▶ _DATA EXTRACTS_:
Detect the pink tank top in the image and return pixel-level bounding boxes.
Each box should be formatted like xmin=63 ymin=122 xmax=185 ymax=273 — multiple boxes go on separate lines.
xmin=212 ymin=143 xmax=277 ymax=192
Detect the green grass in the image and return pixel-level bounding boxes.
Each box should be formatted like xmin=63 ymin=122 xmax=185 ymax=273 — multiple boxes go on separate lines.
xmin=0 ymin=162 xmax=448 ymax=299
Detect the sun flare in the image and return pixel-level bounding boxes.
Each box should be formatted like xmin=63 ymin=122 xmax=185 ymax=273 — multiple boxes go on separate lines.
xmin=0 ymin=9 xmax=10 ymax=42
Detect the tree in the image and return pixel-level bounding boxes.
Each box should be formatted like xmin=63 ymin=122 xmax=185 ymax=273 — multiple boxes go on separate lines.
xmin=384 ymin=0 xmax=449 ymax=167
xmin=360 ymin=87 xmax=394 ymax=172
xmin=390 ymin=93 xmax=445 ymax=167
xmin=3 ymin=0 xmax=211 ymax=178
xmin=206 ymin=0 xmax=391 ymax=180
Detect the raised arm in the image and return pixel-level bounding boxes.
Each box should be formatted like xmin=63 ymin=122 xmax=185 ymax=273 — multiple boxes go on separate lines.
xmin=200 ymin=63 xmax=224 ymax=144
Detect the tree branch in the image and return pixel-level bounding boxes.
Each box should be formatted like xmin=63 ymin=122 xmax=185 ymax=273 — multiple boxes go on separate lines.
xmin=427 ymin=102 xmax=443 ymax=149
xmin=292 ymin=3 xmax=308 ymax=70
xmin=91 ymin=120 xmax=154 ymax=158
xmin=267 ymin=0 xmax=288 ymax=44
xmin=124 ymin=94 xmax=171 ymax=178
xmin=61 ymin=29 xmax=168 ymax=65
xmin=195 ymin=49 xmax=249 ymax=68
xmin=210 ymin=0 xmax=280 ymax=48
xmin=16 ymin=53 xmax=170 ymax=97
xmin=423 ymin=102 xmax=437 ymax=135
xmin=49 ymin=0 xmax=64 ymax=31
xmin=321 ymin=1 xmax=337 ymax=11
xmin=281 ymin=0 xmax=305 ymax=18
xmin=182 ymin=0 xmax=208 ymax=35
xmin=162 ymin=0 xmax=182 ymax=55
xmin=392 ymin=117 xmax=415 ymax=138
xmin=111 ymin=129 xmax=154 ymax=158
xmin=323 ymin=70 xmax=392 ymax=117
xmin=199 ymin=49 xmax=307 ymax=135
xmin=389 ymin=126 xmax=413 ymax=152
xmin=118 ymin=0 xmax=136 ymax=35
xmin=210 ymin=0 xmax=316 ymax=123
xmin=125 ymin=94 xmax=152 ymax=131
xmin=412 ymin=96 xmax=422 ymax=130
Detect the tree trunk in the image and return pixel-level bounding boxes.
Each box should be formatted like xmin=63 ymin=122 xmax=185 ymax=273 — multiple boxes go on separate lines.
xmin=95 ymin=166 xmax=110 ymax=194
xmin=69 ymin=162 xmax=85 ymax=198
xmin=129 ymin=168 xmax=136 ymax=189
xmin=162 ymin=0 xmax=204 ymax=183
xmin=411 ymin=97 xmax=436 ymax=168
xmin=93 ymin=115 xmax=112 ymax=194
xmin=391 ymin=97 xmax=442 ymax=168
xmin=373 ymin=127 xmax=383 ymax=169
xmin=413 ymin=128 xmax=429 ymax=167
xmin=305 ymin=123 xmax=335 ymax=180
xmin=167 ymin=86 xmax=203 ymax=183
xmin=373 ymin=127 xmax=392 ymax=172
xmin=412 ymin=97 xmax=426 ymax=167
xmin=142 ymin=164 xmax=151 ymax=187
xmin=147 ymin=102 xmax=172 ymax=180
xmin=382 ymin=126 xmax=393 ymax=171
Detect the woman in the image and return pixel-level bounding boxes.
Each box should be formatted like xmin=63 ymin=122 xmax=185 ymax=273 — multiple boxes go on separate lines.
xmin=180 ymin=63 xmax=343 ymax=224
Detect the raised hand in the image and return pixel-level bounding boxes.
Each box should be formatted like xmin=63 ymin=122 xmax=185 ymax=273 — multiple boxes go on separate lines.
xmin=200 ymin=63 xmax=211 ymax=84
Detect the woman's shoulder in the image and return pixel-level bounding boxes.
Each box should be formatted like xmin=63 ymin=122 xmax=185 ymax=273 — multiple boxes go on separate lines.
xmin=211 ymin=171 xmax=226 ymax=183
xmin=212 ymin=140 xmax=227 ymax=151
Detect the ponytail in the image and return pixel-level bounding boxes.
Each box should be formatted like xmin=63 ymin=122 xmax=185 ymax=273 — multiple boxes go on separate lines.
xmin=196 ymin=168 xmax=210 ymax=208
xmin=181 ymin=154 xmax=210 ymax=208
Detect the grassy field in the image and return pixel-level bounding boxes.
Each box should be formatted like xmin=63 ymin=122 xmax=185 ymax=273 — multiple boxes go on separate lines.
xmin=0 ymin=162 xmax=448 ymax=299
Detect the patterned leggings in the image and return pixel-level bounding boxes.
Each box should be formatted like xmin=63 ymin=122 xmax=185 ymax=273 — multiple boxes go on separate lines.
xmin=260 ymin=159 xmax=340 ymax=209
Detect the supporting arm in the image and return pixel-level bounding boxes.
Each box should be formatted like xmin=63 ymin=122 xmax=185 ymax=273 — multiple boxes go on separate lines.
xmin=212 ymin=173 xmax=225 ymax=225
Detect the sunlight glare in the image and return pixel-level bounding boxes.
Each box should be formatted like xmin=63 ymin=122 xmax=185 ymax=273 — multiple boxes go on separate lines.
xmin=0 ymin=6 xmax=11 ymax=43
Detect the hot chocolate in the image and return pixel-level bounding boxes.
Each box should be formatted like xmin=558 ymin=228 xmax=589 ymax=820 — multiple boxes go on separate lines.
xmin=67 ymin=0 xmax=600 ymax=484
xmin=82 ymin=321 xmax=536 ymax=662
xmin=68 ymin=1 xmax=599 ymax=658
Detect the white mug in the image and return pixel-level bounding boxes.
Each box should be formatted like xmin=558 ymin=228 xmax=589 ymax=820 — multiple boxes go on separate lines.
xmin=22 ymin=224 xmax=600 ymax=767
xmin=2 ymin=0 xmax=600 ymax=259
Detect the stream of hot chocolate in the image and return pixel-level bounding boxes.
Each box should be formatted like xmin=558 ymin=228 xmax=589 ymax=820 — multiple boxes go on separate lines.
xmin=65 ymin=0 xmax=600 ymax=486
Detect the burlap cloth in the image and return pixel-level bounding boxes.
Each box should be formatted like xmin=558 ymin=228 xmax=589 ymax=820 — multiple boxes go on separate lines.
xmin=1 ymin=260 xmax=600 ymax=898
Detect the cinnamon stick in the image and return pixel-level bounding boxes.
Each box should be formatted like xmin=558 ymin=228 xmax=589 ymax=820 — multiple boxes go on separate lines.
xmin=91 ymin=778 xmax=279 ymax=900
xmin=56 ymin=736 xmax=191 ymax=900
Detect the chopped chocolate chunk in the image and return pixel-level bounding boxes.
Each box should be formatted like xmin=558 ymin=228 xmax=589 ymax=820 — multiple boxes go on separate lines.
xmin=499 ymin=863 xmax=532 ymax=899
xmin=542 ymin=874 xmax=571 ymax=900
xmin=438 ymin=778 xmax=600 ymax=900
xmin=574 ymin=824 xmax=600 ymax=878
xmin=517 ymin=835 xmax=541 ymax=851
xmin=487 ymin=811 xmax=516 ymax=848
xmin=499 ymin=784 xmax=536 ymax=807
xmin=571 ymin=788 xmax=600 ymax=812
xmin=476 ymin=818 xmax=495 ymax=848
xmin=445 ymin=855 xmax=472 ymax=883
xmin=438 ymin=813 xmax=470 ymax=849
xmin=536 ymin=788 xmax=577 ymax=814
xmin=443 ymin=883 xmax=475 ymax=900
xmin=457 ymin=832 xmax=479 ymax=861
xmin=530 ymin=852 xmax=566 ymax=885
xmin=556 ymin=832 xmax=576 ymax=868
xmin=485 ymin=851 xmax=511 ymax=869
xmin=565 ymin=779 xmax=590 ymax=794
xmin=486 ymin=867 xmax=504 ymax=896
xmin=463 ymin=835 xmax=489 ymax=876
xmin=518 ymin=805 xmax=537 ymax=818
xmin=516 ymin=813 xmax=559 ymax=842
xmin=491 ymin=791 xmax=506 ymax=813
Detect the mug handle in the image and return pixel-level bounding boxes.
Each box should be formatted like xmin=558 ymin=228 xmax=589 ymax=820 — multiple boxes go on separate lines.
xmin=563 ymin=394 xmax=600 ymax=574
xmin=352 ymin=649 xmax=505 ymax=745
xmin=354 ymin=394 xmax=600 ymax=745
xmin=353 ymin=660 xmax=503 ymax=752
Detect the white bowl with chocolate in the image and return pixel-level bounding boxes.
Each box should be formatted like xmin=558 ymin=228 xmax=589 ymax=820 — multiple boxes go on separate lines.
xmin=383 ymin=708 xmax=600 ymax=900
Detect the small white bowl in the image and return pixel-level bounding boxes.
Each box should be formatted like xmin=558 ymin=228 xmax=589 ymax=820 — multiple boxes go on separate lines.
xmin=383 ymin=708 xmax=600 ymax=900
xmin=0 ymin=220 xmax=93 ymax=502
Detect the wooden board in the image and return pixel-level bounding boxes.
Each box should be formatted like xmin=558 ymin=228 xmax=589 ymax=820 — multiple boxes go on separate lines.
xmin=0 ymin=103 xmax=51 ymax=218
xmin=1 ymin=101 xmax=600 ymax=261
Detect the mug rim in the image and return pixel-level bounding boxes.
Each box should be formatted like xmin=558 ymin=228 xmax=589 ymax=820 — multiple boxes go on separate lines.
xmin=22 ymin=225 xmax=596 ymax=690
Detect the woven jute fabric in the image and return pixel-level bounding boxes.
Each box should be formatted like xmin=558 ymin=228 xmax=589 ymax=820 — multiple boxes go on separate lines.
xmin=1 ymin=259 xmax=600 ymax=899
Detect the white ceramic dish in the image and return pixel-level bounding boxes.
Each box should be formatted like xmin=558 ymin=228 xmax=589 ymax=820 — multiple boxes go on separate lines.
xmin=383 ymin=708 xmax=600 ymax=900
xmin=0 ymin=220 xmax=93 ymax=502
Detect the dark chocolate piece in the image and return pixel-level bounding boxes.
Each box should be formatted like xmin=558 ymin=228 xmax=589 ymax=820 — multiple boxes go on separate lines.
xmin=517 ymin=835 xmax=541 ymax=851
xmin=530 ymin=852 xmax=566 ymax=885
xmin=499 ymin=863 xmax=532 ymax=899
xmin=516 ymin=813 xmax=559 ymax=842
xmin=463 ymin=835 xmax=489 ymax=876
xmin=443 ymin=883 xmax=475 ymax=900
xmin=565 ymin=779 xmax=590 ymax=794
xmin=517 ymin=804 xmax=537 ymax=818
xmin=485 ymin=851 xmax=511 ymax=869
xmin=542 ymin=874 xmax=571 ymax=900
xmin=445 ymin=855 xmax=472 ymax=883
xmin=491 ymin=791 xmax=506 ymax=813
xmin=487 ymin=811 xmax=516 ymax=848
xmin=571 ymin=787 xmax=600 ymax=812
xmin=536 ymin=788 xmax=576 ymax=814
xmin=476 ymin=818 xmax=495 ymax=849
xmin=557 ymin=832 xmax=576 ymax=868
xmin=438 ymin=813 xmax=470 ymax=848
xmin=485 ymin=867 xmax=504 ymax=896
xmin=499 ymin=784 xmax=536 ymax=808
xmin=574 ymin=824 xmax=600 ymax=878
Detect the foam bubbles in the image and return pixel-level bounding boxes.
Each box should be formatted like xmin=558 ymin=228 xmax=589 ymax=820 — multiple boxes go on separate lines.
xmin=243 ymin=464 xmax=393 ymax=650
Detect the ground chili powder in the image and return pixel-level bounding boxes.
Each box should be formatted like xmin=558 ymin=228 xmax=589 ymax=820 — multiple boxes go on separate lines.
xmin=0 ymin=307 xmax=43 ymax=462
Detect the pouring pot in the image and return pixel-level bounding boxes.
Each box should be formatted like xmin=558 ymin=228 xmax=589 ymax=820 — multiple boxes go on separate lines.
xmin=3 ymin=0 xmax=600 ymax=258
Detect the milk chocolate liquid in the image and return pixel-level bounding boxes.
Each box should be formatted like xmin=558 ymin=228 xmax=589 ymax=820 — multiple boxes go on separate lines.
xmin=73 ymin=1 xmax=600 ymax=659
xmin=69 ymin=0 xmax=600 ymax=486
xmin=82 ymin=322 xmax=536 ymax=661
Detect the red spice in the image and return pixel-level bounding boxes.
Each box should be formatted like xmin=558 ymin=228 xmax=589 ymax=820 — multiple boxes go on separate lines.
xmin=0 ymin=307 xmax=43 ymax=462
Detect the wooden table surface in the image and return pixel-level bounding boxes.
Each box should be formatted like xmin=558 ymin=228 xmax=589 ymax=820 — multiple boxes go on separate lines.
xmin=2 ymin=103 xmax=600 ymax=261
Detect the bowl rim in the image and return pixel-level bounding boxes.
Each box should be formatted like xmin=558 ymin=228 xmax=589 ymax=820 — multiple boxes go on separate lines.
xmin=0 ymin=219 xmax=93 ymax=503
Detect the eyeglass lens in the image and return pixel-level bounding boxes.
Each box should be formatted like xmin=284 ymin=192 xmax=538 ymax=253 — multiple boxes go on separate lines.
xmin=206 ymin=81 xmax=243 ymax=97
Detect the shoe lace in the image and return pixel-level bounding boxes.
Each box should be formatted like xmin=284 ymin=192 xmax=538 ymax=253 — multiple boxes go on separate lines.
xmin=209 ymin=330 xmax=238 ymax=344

▶ _WHAT THE TASK REQUIRES_: Look back at the entries above. Retype the line with "Detect the cinnamon", the line with "Detect the chopped", and all lines in between.

▶ _OUTPUT OF THE TASK_:
Detect the cinnamon stick in the image and return pixel-level bounding boxes.
Each box should be formatted like xmin=558 ymin=228 xmax=589 ymax=820 — multiple boxes go on separate lines.
xmin=91 ymin=778 xmax=279 ymax=900
xmin=56 ymin=736 xmax=191 ymax=900
Detect the chopped chocolate chunk in the image and return pixel-level bounding boxes.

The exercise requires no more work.